Source data:
+++
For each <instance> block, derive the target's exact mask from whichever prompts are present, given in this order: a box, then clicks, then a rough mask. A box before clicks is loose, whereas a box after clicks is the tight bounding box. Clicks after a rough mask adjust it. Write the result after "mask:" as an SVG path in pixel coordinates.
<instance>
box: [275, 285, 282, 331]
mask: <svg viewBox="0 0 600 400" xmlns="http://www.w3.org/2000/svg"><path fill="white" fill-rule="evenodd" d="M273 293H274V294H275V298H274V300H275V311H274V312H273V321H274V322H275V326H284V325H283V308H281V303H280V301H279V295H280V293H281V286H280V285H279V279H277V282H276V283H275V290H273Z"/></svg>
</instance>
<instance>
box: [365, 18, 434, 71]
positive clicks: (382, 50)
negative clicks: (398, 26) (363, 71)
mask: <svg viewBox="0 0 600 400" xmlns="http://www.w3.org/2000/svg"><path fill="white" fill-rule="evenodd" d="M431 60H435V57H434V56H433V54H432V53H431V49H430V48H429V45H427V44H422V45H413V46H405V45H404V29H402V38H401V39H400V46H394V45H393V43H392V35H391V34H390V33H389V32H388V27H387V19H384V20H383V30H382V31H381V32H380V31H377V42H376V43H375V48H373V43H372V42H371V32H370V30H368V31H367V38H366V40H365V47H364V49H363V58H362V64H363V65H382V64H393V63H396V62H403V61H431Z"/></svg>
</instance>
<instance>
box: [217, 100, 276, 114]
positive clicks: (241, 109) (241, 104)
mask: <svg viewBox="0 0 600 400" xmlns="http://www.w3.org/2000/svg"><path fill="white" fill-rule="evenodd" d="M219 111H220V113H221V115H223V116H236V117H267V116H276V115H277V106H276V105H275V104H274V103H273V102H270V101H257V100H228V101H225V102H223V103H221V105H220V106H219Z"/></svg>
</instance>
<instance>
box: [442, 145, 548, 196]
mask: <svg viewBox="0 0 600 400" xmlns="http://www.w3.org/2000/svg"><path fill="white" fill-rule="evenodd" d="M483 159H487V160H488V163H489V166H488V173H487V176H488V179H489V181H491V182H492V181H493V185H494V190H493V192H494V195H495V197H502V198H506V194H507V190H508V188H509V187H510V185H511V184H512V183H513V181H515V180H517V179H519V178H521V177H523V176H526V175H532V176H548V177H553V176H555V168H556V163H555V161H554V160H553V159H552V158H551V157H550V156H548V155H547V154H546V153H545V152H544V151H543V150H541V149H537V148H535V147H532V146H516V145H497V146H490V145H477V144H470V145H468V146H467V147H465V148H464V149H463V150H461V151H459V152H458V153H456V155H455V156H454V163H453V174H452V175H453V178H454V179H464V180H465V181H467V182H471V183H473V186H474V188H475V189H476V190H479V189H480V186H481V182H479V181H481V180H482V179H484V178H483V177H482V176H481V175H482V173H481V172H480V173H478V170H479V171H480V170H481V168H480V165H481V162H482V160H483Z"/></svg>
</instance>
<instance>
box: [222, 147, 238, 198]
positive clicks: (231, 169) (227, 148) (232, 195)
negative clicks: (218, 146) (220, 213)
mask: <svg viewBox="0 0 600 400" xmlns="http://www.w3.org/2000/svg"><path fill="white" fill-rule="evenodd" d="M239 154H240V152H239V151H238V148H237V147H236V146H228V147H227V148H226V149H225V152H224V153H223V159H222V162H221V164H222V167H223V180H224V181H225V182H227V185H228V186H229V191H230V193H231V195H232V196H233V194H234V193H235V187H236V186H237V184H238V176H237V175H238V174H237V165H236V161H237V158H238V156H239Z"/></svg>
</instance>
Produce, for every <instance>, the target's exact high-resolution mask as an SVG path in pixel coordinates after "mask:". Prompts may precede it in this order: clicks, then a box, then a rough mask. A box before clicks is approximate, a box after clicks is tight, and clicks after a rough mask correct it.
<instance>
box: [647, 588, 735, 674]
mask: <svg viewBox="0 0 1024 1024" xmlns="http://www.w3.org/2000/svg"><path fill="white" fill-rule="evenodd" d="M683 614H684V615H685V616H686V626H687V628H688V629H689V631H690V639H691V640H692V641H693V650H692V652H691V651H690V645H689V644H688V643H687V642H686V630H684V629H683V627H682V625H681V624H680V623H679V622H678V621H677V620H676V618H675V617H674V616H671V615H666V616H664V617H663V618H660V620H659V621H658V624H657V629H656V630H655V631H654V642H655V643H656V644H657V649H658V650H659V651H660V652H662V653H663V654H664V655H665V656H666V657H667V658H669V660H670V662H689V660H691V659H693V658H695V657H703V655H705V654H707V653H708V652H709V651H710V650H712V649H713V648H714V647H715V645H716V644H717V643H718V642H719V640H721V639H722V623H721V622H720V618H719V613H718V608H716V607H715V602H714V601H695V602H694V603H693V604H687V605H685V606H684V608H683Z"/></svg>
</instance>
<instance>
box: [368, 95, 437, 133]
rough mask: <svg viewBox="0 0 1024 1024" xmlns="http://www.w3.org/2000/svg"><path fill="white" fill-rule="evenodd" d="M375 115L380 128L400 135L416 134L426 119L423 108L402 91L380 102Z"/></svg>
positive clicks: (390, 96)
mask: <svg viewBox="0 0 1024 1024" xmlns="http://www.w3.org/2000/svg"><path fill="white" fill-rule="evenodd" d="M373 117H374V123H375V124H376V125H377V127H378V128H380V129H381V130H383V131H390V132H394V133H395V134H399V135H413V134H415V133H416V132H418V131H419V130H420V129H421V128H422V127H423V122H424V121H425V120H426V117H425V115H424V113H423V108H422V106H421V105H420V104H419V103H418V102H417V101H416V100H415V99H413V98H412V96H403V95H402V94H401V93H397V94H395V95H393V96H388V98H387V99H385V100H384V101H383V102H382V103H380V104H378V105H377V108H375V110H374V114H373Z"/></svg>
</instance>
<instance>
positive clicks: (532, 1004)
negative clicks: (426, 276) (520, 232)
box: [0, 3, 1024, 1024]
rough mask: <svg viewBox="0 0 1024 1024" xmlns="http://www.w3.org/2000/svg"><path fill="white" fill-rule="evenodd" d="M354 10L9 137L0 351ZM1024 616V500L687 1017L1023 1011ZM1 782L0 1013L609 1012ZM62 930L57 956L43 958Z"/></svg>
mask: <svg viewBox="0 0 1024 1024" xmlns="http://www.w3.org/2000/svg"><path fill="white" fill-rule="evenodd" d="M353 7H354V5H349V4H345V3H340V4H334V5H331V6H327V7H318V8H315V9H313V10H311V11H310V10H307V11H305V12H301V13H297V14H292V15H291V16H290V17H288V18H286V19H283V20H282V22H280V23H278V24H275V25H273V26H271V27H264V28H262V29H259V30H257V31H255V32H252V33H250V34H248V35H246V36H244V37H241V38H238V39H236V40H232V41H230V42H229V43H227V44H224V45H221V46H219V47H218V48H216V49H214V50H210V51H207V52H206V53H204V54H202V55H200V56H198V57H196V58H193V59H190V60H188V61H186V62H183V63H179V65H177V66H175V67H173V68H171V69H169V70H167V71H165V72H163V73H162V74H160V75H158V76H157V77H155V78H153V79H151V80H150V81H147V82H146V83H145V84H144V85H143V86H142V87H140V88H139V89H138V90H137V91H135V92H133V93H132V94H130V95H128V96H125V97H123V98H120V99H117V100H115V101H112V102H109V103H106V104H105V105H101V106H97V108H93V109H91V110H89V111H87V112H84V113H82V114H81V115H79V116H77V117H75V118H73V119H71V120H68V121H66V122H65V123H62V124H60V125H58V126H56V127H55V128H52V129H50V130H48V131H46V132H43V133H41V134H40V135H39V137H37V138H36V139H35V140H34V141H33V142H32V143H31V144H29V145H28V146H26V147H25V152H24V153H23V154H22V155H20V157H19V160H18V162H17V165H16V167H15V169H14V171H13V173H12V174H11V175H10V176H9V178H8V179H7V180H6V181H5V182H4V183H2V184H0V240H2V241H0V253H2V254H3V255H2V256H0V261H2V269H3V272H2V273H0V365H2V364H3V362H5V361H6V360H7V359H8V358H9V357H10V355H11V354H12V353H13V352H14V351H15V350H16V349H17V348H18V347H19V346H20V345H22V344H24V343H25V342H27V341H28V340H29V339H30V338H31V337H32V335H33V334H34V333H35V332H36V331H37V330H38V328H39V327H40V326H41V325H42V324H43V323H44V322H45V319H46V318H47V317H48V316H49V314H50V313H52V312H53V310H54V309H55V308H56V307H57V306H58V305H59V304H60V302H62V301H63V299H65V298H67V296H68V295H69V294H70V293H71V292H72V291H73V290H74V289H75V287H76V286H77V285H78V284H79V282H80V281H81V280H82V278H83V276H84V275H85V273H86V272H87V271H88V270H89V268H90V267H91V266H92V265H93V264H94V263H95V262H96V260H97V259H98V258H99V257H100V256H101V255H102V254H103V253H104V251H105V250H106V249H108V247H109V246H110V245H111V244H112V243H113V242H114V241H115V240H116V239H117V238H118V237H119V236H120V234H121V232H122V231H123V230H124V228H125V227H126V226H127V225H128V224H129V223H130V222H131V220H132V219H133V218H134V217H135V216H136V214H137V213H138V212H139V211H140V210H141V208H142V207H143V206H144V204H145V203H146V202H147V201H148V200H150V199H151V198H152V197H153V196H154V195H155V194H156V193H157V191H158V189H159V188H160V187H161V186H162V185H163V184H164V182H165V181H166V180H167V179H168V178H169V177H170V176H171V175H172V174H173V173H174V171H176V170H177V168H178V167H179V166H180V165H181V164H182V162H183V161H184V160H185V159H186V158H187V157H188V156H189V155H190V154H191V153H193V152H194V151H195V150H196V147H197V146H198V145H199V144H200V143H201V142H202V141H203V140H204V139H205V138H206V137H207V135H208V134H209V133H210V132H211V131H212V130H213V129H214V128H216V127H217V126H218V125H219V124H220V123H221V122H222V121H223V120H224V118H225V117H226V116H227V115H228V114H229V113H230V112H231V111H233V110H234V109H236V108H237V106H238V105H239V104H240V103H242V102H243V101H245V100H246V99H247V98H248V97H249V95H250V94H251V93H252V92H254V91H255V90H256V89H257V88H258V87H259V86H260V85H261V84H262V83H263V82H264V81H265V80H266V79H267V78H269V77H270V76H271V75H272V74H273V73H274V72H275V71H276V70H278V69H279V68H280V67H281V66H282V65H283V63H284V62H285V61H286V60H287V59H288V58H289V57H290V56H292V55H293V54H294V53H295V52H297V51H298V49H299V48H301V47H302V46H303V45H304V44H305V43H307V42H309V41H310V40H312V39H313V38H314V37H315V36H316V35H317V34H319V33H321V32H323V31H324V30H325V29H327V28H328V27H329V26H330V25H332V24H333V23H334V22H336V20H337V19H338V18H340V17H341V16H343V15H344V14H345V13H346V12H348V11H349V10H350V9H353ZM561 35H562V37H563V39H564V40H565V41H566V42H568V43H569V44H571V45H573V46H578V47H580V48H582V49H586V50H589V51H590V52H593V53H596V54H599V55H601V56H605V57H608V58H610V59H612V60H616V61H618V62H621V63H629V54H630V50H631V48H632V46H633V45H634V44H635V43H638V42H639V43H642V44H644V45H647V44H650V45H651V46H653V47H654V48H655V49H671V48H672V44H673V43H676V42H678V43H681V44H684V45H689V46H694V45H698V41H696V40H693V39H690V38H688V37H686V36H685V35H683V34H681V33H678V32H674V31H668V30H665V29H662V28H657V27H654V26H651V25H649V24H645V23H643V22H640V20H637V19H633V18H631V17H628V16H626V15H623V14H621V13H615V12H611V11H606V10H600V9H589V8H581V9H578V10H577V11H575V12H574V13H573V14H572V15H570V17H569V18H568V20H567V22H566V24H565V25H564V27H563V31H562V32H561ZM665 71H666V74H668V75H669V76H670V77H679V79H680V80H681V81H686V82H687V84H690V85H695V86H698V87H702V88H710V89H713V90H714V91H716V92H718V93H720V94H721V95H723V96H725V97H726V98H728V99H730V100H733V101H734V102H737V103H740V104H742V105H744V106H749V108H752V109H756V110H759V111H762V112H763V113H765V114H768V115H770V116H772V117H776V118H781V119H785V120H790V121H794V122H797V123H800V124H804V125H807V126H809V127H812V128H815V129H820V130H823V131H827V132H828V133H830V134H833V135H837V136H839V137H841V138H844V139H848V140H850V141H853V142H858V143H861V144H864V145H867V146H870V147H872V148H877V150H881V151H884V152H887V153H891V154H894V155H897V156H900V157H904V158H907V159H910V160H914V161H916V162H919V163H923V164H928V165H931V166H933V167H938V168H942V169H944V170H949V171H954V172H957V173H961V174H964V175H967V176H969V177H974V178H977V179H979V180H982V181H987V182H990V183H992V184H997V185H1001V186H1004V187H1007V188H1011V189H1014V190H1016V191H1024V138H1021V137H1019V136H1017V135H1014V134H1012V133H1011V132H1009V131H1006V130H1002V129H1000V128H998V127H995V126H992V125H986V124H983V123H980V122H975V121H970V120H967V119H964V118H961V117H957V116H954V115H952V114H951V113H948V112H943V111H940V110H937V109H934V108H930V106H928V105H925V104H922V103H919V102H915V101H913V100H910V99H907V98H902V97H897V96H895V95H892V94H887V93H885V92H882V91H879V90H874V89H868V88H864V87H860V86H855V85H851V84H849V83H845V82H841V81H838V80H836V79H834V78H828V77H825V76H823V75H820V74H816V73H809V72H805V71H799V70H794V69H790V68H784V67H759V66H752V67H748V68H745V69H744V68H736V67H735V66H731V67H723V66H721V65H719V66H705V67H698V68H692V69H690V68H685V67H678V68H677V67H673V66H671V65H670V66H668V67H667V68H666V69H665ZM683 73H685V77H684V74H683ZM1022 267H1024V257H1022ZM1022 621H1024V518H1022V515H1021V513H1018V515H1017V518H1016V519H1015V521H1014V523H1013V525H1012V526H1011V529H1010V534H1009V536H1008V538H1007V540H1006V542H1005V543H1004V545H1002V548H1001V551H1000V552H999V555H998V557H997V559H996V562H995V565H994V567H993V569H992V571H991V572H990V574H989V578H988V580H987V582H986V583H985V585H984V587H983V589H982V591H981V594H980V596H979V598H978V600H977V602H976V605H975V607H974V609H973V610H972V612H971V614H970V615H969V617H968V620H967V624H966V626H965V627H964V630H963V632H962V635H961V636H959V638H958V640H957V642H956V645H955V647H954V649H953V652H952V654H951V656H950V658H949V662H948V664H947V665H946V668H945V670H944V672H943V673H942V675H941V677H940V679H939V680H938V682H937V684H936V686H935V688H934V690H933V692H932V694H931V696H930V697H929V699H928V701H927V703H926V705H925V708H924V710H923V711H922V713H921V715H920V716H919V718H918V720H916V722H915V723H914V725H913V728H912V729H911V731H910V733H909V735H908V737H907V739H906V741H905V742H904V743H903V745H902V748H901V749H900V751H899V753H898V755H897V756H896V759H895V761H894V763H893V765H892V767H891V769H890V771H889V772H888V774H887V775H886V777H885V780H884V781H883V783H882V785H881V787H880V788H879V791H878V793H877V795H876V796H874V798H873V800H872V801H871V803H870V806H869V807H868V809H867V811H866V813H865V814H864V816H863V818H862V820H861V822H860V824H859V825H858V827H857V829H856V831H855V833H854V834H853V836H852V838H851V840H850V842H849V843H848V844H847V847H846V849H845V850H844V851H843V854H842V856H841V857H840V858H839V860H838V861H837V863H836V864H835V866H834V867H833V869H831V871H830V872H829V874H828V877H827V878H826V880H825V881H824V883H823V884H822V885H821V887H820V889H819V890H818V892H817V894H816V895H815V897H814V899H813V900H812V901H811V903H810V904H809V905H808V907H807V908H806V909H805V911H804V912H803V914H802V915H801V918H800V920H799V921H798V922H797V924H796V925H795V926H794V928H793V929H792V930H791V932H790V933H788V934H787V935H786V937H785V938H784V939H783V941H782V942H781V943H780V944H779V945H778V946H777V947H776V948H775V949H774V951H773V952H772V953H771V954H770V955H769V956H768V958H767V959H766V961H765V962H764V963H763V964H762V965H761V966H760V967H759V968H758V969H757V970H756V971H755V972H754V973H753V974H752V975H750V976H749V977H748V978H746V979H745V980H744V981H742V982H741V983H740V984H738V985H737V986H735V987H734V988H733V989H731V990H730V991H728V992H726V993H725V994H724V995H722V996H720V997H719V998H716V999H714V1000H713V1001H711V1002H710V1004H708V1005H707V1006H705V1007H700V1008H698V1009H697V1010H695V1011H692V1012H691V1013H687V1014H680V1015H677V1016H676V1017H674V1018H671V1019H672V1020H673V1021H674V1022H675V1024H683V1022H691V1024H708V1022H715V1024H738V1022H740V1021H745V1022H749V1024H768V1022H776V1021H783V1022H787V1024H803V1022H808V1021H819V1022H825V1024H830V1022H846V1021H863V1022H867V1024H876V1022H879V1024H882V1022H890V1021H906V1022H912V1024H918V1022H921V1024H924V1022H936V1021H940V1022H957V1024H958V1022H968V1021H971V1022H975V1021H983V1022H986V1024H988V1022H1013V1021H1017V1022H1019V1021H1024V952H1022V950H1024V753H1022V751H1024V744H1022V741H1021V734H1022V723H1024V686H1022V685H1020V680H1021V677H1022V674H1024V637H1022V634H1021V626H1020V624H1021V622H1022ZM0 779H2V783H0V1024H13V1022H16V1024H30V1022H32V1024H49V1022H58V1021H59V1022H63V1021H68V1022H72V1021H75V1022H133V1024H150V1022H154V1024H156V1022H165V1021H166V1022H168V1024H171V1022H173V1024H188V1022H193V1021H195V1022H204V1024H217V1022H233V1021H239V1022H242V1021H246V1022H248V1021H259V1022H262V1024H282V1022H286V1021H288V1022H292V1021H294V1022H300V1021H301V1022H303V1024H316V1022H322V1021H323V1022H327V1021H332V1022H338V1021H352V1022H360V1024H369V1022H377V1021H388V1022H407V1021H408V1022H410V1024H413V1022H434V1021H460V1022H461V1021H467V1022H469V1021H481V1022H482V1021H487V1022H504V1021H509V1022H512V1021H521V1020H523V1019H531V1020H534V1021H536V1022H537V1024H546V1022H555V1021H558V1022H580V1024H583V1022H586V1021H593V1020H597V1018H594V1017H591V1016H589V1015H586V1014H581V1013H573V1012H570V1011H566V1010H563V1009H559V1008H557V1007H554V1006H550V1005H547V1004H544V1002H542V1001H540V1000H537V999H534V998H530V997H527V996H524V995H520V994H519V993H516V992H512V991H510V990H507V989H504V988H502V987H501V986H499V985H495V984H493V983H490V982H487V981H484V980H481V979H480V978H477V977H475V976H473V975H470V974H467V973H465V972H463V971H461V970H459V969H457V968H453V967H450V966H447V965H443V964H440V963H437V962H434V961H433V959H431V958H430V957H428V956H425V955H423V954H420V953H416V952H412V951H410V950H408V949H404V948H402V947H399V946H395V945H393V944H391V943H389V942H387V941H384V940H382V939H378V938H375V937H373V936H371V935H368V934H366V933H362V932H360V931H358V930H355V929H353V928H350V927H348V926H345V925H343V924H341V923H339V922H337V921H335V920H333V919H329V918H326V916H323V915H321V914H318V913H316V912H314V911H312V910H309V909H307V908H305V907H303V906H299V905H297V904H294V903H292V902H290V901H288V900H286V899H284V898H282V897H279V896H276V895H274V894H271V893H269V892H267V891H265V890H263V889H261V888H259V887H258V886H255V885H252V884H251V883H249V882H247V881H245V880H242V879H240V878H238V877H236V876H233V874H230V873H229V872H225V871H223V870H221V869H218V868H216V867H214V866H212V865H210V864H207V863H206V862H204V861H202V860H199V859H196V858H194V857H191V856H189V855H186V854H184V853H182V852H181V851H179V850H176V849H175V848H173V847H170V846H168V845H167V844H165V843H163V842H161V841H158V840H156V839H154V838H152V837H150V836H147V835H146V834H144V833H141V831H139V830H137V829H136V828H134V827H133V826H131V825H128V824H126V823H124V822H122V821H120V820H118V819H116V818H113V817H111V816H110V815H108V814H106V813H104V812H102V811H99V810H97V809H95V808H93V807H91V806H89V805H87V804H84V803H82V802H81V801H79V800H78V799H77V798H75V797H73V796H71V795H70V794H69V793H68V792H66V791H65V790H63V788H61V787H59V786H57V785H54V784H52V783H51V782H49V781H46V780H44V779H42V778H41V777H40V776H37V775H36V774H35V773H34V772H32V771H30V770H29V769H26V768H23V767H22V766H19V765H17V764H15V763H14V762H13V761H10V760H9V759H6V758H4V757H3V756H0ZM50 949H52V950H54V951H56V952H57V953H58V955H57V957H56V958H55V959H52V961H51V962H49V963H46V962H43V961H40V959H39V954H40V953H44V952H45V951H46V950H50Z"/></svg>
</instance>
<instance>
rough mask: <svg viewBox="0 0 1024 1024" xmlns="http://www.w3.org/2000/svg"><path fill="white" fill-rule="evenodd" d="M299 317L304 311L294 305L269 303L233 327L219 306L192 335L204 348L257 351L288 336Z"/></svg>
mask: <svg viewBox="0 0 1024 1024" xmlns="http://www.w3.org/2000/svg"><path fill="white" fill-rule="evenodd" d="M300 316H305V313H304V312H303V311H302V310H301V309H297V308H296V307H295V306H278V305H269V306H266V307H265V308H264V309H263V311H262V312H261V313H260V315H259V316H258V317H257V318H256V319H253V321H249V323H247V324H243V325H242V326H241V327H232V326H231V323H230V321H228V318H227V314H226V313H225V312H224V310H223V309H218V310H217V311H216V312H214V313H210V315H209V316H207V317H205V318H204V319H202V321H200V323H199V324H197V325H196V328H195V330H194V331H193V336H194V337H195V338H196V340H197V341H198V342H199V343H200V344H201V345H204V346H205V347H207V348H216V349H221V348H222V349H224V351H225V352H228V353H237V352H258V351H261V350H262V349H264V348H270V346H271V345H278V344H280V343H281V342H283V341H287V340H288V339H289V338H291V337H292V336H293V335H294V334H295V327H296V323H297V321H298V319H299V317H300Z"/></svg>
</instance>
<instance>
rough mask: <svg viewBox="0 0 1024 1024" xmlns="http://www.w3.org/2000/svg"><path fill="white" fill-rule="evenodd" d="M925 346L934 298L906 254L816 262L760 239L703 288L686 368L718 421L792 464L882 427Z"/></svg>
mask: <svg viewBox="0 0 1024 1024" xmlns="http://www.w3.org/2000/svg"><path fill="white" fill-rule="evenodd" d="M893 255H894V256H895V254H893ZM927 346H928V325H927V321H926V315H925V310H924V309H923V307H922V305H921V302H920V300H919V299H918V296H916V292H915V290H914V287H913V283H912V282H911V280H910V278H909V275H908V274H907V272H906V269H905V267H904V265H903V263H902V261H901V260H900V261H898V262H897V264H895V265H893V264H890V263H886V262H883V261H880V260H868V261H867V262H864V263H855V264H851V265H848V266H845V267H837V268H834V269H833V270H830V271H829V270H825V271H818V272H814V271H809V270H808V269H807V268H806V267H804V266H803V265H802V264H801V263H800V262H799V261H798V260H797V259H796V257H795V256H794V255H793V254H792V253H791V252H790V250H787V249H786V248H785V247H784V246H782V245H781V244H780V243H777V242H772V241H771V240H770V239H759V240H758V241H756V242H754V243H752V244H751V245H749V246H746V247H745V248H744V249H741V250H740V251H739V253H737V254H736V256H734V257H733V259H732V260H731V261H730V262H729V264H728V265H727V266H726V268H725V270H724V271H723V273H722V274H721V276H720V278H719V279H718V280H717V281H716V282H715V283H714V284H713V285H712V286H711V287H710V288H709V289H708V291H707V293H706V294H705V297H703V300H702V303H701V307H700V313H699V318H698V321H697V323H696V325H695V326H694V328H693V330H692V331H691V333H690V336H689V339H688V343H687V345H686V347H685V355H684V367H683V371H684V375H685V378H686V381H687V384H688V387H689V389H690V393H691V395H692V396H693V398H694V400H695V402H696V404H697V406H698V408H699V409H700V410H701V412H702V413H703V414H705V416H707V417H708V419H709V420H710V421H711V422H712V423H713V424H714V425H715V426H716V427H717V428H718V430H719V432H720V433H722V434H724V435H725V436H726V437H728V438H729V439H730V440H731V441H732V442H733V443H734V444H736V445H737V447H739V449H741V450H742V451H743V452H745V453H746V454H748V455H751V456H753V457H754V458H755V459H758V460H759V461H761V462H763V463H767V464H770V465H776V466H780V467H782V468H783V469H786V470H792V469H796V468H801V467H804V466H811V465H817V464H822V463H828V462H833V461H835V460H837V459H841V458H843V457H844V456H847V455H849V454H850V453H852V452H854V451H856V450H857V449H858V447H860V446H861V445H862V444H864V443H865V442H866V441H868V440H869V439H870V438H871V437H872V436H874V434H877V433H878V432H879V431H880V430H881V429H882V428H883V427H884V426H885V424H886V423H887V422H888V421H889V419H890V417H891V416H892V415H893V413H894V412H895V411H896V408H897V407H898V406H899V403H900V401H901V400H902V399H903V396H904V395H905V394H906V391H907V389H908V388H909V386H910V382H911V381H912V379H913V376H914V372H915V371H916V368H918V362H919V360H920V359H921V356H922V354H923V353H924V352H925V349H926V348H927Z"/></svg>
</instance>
+++
▸ About this exercise
Rewrite the data above, from its first line through the line containing "negative clicks: (398, 26) (363, 71)", both included, as a JSON list of strings with one string per line and any blank lines left out.

▸ Result for this exercise
[
  "For each <instance> block, derive the target's exact mask from whichever prompts are present, given in this order: a box, then clicks, then a rough mask. A box before clicks is loose, whereas a box after clicks is the tight bounding box. Clicks after a rough mask adjust it. Write the result after \"mask:\" as an SVG path in pixel coordinates.",
  "<instance>",
  "box: [275, 285, 282, 331]",
  "mask: <svg viewBox=\"0 0 600 400\" xmlns=\"http://www.w3.org/2000/svg\"><path fill=\"white\" fill-rule=\"evenodd\" d=\"M273 293H274V294H275V298H274V300H275V311H274V312H273V321H274V322H275V326H284V325H283V308H281V303H280V301H279V295H280V293H281V286H280V285H279V279H277V282H276V283H275V290H273Z\"/></svg>",
  "</instance>",
  "<instance>",
  "box: [365, 18, 434, 71]",
  "positive clicks: (382, 50)",
  "negative clicks: (398, 26) (363, 71)"
]